### [Document text]

════════

STAT 8226. Advanced Biostatistical Methods. 3 Credits.

Statistical methods for the analysis of longitudinal data: nonparametric, fixed effects, mixed effects, generalized estimating equations. Methods for the analysis of emerging data: group sequential analysis, Brownian motion, Bayesian methods, and stochastic curtailment. Other advanced topics of current research in biostatistics. Prerequisites: STAT 6201 and STAT 6202; or permission of the instructor.

STAT 8257. Probability. 3 Credits.

Probabilistic foundations of statistics, probability distributions, random variables, moments, characteristic functions, modes of convergence, limit theorems, probability bounds. Prerequisites: STAT 6201 and STAT 6202; and knowledge of calculus through functions of several variables and series.

STAT 8258. Distribution Theory. 3 Credits.

Special distributions of statistics, small and large sample theory, order statistics, and spacings. Prerequisite: STAT 8257.

STAT 8259. Advanced Probability. 3 Credits.

Conditional expectation and martingales; weak convergence in general metric spaces and functional central limit theorems for i.i.d. random variables and martingales; applications to biostatistics. Prerequisite: STAT 8257 or an equivalent measure-theoretic introduction to probability.

STAT 8262. Nonparametric Inference. 3 Credits.

Inference when the form of the underlying distribution is unspecified. Prerequisites: STAT 6201 and STAT 6202.

STAT 8263. Advanced Statistical Theory I. 3 Credits.

Decision theoretic estimation, classical point estimation, hypothesis testing. Prerequisites: STAT 6201 and STAT 6202.

STAT 8264. Advanced Statistical Theory II. 3 Credits.

Asymptotic theory, hypothesis testing, confidence regions. Prerequisites: STAT 8257 and STAT 8263.

STAT 8265. Multivariate Analysis. 3 Credits.

Characterization and properties of the multivariate normal distribution, conditional distributions, multiple correlation, partial correlation, estimation of the mean vector and the covariance matrix, Wishart and Hotelling distributions and applications to hypothesis testing, discrimination, classification, and principle component analysis. Prerequisites: STAT 6201 and STAT 6202.

STAT 8266. Topics-Multivariate Analysis. 3 Credits.

Multivariate analysis of variance, principal component analysis, canonical correlation, factor analysis. Prerequisites: STAT 6201, STAT 6202 and STAT 8265.

════════

### [Records supplied]
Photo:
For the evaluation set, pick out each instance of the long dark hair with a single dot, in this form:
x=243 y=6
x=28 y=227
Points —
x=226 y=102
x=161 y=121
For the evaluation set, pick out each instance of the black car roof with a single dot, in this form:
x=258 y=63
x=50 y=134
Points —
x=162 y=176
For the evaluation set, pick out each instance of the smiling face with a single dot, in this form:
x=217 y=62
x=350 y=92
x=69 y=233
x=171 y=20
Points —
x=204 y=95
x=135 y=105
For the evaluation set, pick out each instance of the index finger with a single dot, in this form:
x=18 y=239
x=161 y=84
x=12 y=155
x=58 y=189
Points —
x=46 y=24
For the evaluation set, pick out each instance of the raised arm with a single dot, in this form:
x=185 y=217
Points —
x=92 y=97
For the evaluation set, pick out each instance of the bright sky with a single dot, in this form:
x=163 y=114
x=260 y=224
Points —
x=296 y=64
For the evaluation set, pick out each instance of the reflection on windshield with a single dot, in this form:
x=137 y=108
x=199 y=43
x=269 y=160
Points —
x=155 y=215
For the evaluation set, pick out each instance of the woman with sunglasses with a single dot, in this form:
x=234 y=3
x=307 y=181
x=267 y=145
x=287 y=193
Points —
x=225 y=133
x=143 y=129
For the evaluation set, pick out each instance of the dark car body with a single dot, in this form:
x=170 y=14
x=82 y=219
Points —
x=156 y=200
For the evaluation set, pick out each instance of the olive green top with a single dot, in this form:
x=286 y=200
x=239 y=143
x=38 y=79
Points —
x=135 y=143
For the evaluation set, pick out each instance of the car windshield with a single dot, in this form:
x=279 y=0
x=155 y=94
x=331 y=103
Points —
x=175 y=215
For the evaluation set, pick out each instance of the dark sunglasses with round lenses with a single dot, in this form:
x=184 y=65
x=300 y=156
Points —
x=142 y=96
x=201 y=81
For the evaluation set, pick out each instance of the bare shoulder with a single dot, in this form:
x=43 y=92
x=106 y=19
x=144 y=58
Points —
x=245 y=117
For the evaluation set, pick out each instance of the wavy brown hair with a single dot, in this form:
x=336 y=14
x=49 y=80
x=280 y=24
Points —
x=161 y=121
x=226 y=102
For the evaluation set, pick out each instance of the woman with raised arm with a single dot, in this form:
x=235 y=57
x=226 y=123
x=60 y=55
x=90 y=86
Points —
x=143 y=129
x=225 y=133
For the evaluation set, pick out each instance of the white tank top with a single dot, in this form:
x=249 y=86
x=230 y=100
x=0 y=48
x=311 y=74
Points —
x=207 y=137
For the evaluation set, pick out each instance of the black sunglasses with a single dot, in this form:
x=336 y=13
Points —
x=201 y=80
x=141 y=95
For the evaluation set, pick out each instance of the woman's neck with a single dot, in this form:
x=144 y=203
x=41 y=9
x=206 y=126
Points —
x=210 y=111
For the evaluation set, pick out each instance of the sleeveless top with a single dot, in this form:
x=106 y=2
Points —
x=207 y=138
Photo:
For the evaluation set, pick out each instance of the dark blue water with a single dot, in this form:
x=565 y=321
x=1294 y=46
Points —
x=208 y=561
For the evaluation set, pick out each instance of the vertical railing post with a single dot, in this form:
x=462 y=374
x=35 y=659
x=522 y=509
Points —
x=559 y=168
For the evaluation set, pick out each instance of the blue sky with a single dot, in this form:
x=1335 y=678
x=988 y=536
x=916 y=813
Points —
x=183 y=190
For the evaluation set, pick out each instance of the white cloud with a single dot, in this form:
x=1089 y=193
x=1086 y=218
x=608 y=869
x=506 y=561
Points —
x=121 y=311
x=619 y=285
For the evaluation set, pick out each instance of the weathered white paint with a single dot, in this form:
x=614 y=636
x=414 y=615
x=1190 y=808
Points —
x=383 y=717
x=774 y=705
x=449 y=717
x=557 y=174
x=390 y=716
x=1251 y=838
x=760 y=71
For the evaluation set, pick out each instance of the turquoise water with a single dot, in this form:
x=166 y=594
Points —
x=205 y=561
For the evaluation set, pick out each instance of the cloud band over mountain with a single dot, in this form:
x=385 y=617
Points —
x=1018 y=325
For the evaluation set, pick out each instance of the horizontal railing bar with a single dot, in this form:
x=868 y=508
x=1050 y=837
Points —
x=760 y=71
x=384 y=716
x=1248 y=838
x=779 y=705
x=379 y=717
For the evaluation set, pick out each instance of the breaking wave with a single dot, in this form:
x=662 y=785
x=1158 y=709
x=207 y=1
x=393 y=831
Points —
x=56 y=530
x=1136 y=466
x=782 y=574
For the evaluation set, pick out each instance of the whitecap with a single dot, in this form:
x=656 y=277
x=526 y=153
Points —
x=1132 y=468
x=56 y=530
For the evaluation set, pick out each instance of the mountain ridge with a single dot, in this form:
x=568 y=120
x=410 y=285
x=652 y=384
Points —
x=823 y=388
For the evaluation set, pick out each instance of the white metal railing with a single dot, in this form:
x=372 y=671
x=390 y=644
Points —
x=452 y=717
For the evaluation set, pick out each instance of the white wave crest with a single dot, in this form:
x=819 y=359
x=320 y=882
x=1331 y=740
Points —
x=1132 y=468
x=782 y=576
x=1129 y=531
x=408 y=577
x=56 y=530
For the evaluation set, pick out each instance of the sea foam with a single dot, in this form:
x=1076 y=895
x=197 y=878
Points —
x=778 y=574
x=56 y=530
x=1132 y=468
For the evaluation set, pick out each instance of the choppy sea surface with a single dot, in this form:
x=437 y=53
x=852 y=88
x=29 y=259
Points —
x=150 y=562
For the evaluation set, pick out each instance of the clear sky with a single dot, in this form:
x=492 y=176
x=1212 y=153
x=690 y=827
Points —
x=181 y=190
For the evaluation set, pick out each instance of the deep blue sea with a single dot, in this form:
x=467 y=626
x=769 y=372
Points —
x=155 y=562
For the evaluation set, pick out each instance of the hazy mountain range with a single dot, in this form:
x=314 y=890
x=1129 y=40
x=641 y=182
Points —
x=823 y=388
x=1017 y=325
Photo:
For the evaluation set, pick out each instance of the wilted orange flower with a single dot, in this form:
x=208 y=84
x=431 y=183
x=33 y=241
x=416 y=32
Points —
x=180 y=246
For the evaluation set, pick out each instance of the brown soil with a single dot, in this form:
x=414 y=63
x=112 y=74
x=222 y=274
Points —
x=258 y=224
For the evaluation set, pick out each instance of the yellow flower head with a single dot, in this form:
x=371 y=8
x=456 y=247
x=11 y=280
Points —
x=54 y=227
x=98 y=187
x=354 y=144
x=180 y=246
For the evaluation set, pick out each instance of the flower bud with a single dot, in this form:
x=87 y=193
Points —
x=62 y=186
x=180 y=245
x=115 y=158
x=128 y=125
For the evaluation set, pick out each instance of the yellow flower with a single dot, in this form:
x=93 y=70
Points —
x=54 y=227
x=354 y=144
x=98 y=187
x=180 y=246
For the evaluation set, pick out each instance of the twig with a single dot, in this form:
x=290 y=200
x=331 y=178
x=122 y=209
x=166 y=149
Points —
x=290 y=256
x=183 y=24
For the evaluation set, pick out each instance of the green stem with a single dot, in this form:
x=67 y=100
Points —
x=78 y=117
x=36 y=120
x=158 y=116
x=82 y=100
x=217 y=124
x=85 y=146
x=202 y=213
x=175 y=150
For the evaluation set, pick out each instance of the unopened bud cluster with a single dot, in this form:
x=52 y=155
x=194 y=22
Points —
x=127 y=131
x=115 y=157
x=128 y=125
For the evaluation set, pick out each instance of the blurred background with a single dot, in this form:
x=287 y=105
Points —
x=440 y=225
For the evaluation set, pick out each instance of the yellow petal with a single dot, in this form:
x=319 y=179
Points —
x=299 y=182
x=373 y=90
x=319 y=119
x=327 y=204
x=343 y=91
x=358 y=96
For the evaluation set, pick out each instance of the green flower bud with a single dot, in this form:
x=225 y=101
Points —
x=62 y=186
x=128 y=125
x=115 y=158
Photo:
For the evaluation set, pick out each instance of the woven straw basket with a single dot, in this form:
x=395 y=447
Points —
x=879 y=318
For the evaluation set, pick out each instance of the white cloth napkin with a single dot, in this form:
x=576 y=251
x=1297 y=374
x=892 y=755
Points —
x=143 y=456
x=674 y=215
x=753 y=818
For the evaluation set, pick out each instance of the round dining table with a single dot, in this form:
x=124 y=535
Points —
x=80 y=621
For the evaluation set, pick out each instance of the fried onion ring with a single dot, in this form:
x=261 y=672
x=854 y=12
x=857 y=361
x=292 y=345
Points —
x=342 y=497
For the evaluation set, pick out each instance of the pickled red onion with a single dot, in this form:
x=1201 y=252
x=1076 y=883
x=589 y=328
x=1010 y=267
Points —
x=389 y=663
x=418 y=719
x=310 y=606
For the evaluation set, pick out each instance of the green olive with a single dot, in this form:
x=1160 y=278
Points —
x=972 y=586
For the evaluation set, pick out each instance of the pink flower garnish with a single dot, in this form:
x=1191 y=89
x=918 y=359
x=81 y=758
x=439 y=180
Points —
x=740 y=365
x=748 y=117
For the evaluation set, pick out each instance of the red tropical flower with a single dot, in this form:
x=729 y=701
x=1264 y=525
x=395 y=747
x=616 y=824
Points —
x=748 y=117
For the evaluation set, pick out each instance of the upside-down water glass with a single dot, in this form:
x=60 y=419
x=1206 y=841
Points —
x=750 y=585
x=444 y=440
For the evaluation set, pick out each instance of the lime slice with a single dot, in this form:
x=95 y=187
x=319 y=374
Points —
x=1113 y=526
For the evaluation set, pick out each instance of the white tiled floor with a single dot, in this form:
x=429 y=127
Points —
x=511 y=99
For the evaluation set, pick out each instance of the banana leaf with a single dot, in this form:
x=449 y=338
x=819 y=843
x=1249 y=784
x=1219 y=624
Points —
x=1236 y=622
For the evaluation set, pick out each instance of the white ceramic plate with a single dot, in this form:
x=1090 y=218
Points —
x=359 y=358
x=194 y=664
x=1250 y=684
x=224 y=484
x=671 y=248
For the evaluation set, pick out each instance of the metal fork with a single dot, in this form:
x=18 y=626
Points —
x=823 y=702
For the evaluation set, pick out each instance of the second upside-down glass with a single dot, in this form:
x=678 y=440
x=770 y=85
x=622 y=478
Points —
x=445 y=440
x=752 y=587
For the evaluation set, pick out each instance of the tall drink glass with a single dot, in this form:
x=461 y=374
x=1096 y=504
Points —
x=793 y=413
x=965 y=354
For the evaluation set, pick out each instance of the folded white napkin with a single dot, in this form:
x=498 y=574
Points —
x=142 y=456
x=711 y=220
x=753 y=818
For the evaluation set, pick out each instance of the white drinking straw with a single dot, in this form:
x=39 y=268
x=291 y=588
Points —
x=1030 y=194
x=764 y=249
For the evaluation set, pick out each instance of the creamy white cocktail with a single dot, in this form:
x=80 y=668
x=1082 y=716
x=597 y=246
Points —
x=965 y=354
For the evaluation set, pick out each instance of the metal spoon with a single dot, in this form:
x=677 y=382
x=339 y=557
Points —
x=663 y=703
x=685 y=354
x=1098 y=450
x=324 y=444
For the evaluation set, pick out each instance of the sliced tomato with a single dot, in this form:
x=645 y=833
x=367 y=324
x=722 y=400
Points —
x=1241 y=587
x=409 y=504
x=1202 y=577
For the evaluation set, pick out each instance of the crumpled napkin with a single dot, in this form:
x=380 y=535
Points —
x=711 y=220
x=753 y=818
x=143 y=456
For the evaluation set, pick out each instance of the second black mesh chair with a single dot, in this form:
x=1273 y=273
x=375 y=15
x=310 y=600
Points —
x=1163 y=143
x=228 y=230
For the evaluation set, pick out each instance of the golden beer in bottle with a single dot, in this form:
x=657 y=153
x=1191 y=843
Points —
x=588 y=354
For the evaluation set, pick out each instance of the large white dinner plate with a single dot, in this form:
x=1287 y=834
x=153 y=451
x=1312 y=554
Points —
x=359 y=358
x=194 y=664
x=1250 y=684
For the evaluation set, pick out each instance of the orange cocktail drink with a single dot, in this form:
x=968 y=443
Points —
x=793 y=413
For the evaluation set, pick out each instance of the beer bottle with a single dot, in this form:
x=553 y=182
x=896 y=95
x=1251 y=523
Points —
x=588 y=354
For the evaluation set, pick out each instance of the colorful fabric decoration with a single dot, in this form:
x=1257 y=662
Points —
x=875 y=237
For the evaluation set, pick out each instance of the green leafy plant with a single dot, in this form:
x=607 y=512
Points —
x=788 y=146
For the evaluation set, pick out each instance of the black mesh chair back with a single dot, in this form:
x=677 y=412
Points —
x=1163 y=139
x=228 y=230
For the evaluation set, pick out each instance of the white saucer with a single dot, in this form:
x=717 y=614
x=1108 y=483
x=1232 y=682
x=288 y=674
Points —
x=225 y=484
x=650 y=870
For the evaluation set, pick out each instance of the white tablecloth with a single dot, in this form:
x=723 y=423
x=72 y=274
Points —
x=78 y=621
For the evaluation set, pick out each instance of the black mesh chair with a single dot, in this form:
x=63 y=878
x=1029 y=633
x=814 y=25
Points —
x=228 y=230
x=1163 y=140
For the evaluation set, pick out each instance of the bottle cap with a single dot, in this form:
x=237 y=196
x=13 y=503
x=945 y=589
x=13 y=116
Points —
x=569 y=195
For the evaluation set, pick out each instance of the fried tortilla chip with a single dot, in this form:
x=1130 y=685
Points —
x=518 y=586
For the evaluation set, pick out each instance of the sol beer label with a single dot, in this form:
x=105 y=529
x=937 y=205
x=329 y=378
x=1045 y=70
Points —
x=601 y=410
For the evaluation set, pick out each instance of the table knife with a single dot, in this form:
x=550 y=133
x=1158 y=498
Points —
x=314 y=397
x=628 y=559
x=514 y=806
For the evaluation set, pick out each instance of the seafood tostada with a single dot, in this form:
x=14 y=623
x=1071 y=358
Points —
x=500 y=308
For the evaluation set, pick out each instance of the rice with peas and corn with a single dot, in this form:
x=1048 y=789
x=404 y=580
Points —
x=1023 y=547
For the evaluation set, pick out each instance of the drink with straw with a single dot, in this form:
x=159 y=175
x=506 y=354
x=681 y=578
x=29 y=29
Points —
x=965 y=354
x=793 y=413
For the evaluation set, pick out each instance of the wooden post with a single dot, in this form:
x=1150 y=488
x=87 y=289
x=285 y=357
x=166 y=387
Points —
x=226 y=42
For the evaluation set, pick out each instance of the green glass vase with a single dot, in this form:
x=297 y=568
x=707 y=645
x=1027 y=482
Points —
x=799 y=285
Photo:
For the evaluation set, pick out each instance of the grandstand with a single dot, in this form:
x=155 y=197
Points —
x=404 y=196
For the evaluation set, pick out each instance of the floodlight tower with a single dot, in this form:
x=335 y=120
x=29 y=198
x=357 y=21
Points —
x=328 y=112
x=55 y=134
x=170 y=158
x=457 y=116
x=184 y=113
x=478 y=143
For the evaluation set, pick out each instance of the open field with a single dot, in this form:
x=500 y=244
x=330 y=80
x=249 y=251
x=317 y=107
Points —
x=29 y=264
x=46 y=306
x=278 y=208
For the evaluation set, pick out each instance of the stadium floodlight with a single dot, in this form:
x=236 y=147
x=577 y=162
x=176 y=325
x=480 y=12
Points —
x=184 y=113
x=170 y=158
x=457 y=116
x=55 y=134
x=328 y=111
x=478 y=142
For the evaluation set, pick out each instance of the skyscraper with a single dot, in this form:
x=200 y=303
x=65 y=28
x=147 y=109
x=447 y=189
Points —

════════

### [Directions]
1. In the statistics course listings, what is the prerequisite for STAT 8258?
2. Using the statistics course listings, decide whether each statement agrees with the text. Answer yes or no, and quote the words that decide it.
(a) STAT 8264 requires both STAT 8257 and STAT 8263.
(b) STAT 8226 is worth 4 credits.
(c) STAT 8262 deals with inference when the form of the underlying distribution is unspecified.
3. Summarize the statistics course listings in two sentences.

### [Answers given]
1. STAT 8257.

2.
(a) Yes: "Prerequisites: STAT 8257 and STAT 8263."
(b) No: "STAT 8226. Advanced Biostatistical Methods. 3 Credits."
(c) Yes: "Inference when the form of the underlying distribution is unspecified."

3. The listings describe nine 3-credit statistics courses, from STAT 8226 to STAT 8266, covering biostatistical methods, probability, distribution theory, nonparametric inference, statistical theory, and multivariate analysis. Most require STAT 6201 and STAT 6202, and several also build on other courses in the list, such as STAT 8257 or STAT 8265.